-- Input data follows --
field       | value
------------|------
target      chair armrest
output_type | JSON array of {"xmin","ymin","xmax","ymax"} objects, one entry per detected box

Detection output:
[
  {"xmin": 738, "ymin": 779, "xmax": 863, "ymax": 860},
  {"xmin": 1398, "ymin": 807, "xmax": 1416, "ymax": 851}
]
-- Input data concluded --
-- Input data follows --
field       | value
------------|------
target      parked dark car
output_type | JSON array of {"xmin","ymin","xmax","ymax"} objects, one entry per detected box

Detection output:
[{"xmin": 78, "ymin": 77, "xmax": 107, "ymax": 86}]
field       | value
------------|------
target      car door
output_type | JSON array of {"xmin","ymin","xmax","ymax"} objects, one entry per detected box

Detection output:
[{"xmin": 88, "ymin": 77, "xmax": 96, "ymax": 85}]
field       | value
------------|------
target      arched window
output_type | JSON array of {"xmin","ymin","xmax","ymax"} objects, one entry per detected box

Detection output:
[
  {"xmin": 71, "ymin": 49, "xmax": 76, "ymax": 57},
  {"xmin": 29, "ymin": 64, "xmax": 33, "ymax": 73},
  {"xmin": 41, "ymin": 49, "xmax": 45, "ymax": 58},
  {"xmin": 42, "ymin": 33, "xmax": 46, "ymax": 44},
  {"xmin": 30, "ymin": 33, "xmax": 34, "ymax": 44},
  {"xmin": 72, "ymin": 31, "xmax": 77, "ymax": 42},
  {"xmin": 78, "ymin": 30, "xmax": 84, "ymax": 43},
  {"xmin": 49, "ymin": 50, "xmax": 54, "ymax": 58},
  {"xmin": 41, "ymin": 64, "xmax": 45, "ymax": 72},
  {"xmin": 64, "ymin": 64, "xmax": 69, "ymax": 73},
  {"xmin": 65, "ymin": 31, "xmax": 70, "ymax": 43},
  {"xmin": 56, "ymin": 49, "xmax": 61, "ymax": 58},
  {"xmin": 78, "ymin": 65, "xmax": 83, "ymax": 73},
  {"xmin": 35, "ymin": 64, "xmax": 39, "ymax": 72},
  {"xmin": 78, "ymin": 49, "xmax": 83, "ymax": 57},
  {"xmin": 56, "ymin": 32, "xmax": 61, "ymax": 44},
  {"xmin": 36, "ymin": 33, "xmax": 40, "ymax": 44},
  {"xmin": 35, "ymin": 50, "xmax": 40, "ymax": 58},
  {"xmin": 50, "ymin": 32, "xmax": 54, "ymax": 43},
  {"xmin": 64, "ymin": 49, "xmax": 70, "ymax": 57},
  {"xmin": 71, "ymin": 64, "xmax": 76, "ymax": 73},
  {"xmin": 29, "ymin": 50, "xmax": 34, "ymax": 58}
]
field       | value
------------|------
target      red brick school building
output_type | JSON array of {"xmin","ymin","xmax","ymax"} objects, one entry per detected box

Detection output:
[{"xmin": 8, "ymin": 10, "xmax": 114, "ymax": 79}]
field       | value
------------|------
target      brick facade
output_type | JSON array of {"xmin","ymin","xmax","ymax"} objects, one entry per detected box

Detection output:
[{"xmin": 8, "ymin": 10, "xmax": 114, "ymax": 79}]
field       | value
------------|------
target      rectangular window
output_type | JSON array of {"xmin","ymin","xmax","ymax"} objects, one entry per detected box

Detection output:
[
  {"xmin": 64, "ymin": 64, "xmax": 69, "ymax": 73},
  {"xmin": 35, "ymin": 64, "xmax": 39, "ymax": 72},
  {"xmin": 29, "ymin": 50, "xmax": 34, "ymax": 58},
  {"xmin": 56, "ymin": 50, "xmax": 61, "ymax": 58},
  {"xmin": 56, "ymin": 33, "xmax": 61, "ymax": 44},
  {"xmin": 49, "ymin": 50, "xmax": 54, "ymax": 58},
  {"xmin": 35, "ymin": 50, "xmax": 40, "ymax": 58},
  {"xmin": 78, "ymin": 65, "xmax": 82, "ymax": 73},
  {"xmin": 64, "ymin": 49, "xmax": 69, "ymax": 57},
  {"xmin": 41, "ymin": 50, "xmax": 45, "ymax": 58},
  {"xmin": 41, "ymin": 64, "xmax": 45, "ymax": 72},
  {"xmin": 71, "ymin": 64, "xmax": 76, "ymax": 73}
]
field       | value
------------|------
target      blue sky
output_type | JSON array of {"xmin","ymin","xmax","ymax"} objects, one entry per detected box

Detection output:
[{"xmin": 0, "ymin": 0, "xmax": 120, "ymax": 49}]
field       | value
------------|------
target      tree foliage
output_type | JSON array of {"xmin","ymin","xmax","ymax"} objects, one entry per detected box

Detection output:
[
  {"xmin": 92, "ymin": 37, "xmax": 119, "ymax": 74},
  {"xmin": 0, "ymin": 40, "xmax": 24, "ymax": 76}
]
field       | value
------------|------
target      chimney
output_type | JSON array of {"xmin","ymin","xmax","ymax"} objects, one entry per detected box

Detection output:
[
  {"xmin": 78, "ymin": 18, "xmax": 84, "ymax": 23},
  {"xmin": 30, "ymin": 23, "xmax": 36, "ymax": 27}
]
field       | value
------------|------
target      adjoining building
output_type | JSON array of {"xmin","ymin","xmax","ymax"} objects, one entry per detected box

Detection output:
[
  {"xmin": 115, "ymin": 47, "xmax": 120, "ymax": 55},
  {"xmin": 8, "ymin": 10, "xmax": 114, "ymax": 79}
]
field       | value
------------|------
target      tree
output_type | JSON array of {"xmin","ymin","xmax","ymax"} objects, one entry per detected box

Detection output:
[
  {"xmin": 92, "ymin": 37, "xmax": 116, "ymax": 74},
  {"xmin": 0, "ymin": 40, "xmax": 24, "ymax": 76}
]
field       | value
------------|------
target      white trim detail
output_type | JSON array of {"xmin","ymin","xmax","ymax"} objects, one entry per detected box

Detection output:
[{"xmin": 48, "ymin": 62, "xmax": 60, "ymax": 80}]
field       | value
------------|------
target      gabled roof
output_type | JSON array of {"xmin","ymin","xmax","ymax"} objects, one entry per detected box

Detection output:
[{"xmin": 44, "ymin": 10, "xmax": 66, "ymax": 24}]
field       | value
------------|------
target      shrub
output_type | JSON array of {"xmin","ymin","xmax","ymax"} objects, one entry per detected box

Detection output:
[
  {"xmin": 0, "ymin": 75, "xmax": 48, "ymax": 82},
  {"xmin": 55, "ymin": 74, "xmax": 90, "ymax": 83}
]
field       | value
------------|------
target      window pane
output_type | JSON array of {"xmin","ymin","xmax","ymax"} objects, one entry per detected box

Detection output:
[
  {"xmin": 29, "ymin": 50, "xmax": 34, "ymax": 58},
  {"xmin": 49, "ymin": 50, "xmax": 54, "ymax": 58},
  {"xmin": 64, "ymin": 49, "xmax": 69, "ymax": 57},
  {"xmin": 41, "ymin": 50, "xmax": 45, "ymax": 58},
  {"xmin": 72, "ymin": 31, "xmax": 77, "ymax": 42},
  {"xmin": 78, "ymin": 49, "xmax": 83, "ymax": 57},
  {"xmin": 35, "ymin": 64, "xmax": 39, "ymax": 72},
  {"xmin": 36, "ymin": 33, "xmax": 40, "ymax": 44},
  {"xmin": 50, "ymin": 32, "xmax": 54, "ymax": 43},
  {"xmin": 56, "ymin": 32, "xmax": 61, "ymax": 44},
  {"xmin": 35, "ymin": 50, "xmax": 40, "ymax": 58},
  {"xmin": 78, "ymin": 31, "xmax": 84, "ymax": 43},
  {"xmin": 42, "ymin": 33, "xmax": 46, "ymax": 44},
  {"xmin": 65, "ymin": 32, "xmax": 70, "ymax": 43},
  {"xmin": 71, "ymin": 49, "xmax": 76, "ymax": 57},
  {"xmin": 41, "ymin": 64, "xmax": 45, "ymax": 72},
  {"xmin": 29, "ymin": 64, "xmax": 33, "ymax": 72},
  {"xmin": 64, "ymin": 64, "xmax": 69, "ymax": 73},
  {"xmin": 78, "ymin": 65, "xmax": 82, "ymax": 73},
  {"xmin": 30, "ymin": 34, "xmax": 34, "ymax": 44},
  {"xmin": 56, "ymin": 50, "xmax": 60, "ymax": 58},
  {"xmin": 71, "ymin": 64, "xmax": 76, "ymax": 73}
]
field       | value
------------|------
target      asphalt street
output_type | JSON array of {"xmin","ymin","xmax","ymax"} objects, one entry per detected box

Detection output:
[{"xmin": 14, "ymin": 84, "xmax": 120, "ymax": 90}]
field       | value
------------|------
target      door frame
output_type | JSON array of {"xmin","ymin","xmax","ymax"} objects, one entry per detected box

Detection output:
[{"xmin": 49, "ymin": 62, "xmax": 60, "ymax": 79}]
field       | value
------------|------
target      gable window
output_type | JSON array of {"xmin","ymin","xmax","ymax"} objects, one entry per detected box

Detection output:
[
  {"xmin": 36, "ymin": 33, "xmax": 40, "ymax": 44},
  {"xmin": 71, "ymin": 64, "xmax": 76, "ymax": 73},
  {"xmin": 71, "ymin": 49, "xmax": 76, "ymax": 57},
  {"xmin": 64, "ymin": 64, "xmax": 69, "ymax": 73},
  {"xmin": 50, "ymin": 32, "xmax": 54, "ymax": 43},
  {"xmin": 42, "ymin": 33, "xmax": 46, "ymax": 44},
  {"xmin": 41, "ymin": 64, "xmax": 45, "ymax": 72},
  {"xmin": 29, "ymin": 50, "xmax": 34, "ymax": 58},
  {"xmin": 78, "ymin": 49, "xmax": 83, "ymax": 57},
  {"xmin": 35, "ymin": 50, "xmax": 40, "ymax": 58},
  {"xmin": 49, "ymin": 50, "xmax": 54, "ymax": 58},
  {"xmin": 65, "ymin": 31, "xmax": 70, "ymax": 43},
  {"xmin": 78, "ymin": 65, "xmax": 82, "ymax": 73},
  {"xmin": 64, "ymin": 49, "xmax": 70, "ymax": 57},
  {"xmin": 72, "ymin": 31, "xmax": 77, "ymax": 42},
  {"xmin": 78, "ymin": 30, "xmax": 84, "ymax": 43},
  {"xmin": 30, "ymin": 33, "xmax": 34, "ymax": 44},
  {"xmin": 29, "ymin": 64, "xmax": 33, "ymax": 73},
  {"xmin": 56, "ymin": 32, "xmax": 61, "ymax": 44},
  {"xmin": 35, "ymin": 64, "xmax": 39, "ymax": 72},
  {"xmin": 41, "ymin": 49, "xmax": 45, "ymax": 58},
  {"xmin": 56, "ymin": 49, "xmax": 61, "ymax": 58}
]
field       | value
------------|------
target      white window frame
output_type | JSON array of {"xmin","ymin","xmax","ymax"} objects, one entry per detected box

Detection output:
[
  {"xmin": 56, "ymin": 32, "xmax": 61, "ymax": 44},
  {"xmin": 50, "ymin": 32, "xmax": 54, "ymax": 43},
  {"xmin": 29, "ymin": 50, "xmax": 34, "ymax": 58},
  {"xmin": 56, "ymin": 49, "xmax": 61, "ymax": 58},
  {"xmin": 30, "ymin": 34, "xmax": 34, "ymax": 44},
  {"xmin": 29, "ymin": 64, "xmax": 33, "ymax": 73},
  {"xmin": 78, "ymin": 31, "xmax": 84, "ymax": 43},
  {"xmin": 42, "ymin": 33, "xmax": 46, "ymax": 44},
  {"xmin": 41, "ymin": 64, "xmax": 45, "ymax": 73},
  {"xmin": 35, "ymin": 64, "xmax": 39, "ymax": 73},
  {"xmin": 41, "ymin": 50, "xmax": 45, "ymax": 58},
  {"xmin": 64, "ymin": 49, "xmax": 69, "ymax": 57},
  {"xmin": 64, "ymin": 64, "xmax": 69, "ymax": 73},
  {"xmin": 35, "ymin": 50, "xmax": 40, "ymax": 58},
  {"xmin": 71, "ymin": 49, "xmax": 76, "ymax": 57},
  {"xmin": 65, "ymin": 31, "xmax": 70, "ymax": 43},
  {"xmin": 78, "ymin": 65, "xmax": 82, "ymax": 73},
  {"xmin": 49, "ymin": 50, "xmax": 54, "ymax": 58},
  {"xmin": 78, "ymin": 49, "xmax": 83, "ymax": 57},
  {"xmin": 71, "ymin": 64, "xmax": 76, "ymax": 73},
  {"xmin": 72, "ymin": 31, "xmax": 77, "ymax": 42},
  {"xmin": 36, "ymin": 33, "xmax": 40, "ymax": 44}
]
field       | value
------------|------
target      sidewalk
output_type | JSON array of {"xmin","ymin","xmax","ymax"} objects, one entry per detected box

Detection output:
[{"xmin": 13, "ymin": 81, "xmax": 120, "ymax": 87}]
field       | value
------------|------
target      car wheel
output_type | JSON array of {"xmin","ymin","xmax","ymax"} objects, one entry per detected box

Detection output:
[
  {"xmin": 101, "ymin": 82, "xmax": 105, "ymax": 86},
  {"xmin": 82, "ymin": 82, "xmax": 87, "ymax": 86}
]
-- Input data concluded --
__What you will do__.
Say how many lines of the data above have the string "building" in them, and write nothing besides that number.

__Task solution__.
2